**Task requirements**
1. In the text on Poggio Colla, who directed the first excavations at the site?
2. From the text on Poggio Colla, return verbatim everything from "A black-glaze olpe" down to "in the late 3rd century BCE.".

**Selected text**

- 43°55′27″N 11°28′48″E﻿ / ﻿43.92417°N 11.48000°E
- Periods: Iron Age to Hellenistic
- Cultures: Etruscan
- Location: Vicchio, Province of Florence, Tuscany, Italy
- Region: Tuscany

Site notes
- Excavation dates: yes
- Archaeologists: P. Gregory Warden
- Condition: ruined
- Website: Mugello Valley Archaeological Project

= Poggio Colla =

Etruscan archaeological site in Tuscany, Italy

Poggio Colla is an Etruscan archaeological site located near the town of Vicchio in Tuscany, Italy.

==History==
The site of Poggio Colla contains well-preserved layers of habitation that are associated with the Etruscan civilization. It is believed that the site was inhabited by the Etruscans as early as the 7th century BCE. However, it was eventually abandoned or destroyed by the late 3rd century BCE. The site experienced a period of violent destruction but was later rebuilt during the Hellenistic period.

==Excavation==
The first excavations at Poggio Colla were directed by Francesco Nicosia from 1968 to 1972. From 1995 to 2012, the site was excavated annually by the Mugello Valley Archaeological Project (MVAP) under the direction of Gregory Warden and Michael Thomas; MVAP is sponsored by Southern Methodist University and the University of Pennsylvania. Excavations have revealed fortification walls, a necropolis area, and the remains of an archaic monumental building (possibly, a temple).

== Research ==
The faunal remains recovered from Poggio Colla primarily contains the remains of cattle, sheep/goat and pig, as well as the remains of dog and wild species. The relative importance of pigs increases over time; this trend is linked to the intensification of meat production and rising urban populations. Similar faunal assemblages have been found in other Etruscan settlements.

A black-glaze olpe filled with one hundred Roman silver victoriati was discovered in 2001 in the west end of the Poggio Colla acropolis. The significance of the finding is that it is found in the context of a sanctuary and it was buried after the sanctuary was destroyed in the late 3rd century BCE.

**Record extracts**
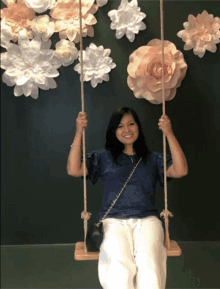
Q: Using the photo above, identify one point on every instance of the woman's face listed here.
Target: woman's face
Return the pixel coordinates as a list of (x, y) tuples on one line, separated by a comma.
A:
[(127, 131)]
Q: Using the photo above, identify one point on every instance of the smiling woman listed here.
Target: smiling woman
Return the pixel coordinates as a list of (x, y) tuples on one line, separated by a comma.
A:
[(133, 233), (127, 133)]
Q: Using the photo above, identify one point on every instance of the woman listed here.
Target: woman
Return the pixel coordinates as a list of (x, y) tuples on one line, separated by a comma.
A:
[(132, 254)]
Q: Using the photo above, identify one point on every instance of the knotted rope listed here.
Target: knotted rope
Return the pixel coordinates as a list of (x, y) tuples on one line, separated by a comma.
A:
[(84, 215), (165, 213)]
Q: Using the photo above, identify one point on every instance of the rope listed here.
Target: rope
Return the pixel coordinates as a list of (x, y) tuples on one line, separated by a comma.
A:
[(165, 213), (84, 215)]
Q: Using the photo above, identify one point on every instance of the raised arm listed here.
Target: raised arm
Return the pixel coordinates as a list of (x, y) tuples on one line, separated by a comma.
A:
[(74, 164), (179, 168)]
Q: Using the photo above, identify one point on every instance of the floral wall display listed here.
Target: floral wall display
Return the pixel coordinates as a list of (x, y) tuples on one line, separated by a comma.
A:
[(201, 33), (96, 64), (21, 18), (145, 71), (127, 20), (31, 64)]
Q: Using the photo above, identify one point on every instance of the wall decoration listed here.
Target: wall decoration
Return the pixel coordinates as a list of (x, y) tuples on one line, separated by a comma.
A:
[(127, 20), (43, 27), (18, 17), (201, 33), (29, 66), (40, 5), (96, 64), (6, 1), (66, 52), (66, 17), (6, 34), (145, 71)]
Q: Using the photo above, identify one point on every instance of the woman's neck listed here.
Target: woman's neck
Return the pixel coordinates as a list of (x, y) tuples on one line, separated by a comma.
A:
[(129, 151)]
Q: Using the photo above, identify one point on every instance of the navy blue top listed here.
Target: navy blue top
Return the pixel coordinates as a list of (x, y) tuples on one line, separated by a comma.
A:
[(138, 197)]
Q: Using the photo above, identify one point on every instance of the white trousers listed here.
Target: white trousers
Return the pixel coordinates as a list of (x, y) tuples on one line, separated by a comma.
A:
[(132, 254)]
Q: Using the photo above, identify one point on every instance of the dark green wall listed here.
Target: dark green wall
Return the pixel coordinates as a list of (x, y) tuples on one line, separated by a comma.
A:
[(41, 204)]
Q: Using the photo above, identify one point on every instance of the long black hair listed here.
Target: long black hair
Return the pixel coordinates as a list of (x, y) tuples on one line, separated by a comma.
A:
[(114, 145)]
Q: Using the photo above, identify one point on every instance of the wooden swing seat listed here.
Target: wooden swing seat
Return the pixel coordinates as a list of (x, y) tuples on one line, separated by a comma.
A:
[(81, 255)]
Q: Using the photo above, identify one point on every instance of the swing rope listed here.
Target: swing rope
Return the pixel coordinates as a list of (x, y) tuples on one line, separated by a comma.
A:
[(165, 213), (84, 215)]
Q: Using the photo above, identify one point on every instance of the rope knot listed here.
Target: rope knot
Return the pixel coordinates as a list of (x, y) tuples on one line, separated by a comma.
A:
[(166, 214), (85, 215)]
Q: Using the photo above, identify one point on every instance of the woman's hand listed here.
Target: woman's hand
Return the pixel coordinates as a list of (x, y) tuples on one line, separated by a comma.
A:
[(165, 125), (81, 122)]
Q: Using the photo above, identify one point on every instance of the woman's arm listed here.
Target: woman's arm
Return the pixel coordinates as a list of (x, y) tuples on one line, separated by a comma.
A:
[(179, 167), (74, 164)]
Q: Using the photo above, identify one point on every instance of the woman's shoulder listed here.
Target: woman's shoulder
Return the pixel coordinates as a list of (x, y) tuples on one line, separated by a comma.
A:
[(152, 156), (102, 152)]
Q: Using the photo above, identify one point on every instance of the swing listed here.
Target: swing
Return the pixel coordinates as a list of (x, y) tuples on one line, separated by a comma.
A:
[(172, 247)]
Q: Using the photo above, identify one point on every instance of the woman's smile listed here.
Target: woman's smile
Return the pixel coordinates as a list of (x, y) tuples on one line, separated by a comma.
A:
[(127, 131)]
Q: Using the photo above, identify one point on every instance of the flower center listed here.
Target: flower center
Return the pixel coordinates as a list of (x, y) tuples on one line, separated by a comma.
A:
[(65, 53), (155, 69)]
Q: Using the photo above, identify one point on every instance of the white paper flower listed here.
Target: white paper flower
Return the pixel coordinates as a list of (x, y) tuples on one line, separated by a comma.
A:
[(66, 52), (6, 34), (40, 5), (96, 64), (28, 66), (201, 33), (127, 19), (43, 27), (101, 3)]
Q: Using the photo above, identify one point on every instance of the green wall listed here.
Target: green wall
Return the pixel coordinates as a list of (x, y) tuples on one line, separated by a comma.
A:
[(41, 204)]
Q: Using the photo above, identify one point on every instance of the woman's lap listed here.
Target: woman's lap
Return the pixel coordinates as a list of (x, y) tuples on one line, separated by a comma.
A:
[(132, 249)]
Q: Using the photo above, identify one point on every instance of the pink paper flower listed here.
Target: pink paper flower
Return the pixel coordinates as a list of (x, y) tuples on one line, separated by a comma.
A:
[(201, 33), (66, 17), (18, 17), (145, 71)]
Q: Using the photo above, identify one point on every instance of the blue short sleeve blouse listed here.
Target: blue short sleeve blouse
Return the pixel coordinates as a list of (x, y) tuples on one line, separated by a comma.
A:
[(138, 197)]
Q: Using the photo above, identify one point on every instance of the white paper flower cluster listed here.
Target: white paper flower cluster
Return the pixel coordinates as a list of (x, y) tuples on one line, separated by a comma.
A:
[(201, 33), (96, 64), (127, 20), (29, 65)]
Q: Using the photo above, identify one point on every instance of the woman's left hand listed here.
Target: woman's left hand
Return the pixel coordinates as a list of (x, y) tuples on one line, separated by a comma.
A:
[(165, 125)]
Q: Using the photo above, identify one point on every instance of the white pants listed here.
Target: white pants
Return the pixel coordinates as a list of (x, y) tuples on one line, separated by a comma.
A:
[(132, 254)]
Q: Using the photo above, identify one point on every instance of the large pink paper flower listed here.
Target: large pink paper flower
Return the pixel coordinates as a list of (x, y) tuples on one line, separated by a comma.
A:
[(145, 71), (201, 33), (18, 17), (66, 17)]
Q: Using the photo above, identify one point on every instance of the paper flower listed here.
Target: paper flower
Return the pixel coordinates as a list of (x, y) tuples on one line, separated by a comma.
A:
[(201, 33), (96, 64), (40, 5), (145, 71), (18, 16), (66, 15), (6, 34), (42, 27), (6, 1), (28, 67), (66, 52), (127, 20)]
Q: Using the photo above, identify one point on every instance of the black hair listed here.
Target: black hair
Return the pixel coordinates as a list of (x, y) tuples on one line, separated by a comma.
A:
[(114, 145)]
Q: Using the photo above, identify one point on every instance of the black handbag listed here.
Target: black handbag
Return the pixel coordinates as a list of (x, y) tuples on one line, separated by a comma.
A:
[(94, 235)]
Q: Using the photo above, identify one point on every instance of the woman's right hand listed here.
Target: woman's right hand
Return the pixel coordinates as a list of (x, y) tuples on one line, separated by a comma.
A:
[(81, 122)]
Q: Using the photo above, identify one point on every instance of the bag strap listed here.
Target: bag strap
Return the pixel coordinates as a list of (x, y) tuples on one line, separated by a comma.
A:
[(119, 194)]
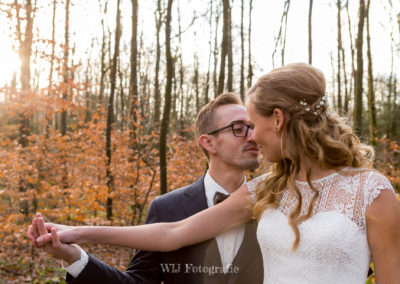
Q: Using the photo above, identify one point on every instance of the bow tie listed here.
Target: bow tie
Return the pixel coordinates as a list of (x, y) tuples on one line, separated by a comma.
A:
[(219, 197)]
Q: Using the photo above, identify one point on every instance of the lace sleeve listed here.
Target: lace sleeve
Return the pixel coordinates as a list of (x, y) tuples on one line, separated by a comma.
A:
[(252, 186), (374, 185)]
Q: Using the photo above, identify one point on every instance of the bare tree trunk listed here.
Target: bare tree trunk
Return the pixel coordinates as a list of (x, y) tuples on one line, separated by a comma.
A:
[(133, 88), (339, 49), (215, 81), (282, 34), (196, 81), (224, 46), (310, 32), (230, 55), (346, 88), (110, 115), (353, 69), (103, 69), (250, 68), (66, 78), (25, 51), (207, 82), (371, 92), (242, 52), (53, 44), (158, 15), (393, 131), (358, 90), (167, 104)]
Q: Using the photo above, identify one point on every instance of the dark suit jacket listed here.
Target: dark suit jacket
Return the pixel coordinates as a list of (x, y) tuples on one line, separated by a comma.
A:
[(189, 265)]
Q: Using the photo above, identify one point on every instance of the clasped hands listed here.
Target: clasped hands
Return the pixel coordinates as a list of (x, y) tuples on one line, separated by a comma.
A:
[(55, 239)]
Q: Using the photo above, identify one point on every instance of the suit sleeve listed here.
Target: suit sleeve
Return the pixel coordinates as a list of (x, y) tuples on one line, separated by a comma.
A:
[(144, 267)]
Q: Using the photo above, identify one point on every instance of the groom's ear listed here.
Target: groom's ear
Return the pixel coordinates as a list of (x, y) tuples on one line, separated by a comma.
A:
[(207, 143)]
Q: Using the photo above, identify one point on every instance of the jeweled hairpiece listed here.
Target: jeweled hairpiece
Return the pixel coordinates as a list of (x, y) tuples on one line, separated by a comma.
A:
[(316, 107)]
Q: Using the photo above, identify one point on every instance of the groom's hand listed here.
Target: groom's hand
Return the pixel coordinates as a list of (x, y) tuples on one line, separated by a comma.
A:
[(50, 240)]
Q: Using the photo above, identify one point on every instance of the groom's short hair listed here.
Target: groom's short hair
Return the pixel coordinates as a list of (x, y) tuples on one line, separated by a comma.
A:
[(205, 118)]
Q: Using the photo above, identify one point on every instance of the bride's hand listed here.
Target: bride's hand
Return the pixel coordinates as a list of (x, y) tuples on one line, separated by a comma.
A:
[(51, 242)]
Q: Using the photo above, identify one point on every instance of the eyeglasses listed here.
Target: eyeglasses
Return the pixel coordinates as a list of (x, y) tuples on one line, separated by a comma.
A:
[(238, 129)]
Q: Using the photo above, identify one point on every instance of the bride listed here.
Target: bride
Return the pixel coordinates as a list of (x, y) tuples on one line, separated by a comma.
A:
[(323, 213)]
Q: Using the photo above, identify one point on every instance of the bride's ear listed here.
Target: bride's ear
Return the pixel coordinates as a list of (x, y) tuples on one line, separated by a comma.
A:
[(279, 118)]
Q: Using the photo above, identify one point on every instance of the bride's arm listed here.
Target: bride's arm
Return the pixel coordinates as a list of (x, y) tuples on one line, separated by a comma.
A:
[(202, 226), (383, 229)]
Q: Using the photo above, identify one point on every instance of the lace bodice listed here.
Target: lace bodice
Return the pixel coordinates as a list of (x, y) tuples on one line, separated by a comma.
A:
[(333, 241)]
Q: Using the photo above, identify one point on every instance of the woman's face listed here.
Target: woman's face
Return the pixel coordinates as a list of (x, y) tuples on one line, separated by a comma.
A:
[(267, 132)]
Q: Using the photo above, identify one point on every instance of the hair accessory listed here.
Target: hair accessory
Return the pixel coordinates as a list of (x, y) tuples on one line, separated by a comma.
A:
[(316, 107)]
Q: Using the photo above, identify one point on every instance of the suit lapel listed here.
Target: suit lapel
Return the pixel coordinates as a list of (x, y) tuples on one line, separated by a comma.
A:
[(196, 201), (195, 198)]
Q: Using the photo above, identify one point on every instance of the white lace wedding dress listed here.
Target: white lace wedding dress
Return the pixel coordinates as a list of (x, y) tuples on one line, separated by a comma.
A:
[(333, 241)]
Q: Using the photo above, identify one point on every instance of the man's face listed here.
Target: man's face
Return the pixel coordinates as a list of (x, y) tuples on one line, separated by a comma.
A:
[(241, 152)]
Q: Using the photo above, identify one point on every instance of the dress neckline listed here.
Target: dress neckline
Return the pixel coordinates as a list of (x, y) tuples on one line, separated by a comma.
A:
[(322, 178)]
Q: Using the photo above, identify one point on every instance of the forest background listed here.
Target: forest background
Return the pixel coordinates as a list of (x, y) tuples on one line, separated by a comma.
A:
[(98, 98)]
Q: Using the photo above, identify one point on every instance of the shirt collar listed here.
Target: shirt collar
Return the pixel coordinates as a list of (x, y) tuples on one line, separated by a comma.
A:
[(211, 187)]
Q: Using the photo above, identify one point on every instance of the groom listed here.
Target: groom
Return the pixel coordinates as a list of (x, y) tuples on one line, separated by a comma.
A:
[(224, 135)]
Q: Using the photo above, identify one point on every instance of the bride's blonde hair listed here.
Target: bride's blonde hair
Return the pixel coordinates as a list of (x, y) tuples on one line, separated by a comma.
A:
[(310, 130)]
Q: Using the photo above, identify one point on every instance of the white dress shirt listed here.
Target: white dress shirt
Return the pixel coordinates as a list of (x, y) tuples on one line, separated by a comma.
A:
[(228, 242)]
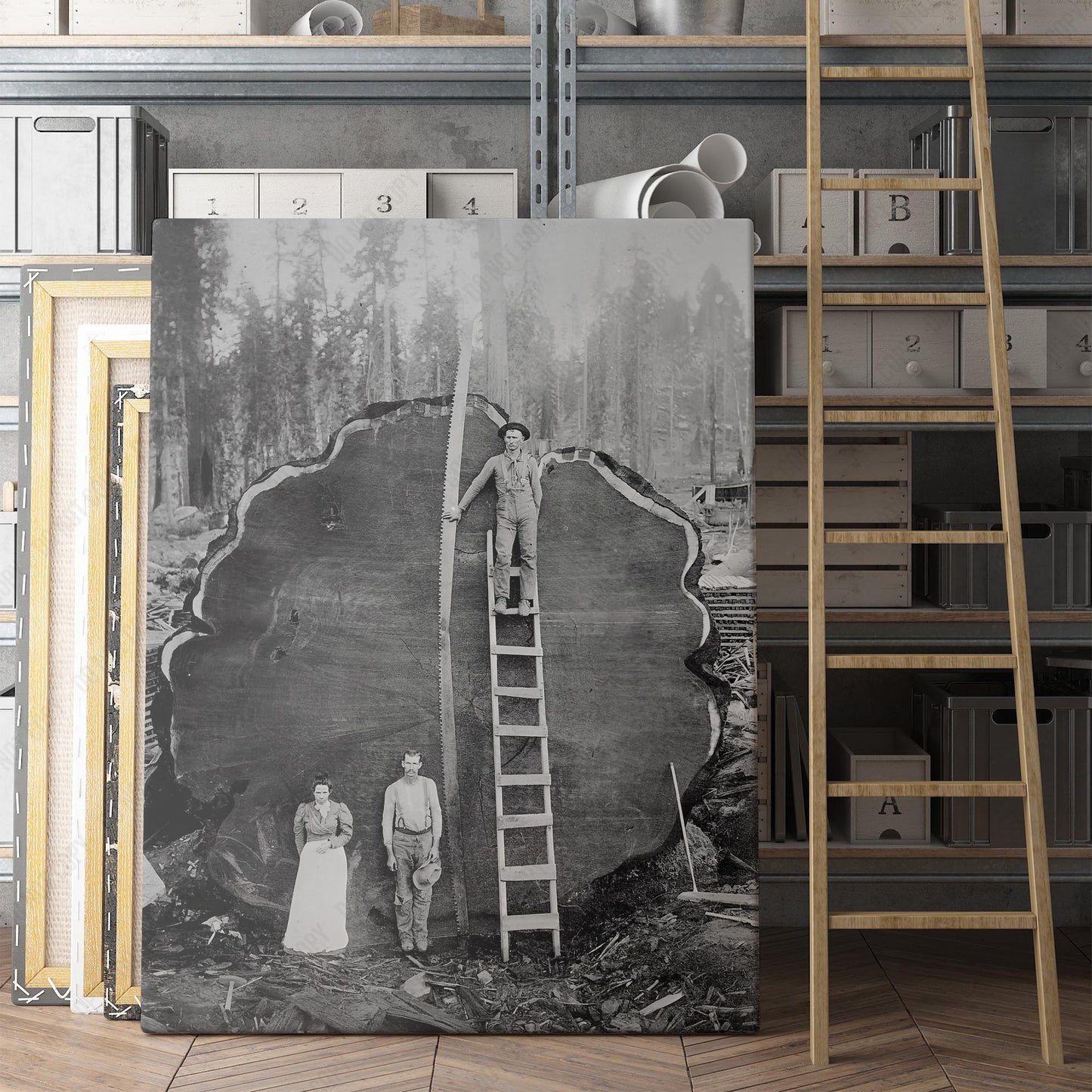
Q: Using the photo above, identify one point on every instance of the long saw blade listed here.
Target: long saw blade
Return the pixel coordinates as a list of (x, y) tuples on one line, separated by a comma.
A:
[(452, 824)]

**Task answers**
1. Francesco Nicosia directed them, from 1968 to 1972.

2.
A black-glaze olpe filled with one hundred Roman silver victoriati was discovered in 2001 in the west end of the Poggio Colla acropolis. The significance of the finding is that it is found in the context of a sanctuary and it was buried after the sanctuary was destroyed in the late 3rd century BCE.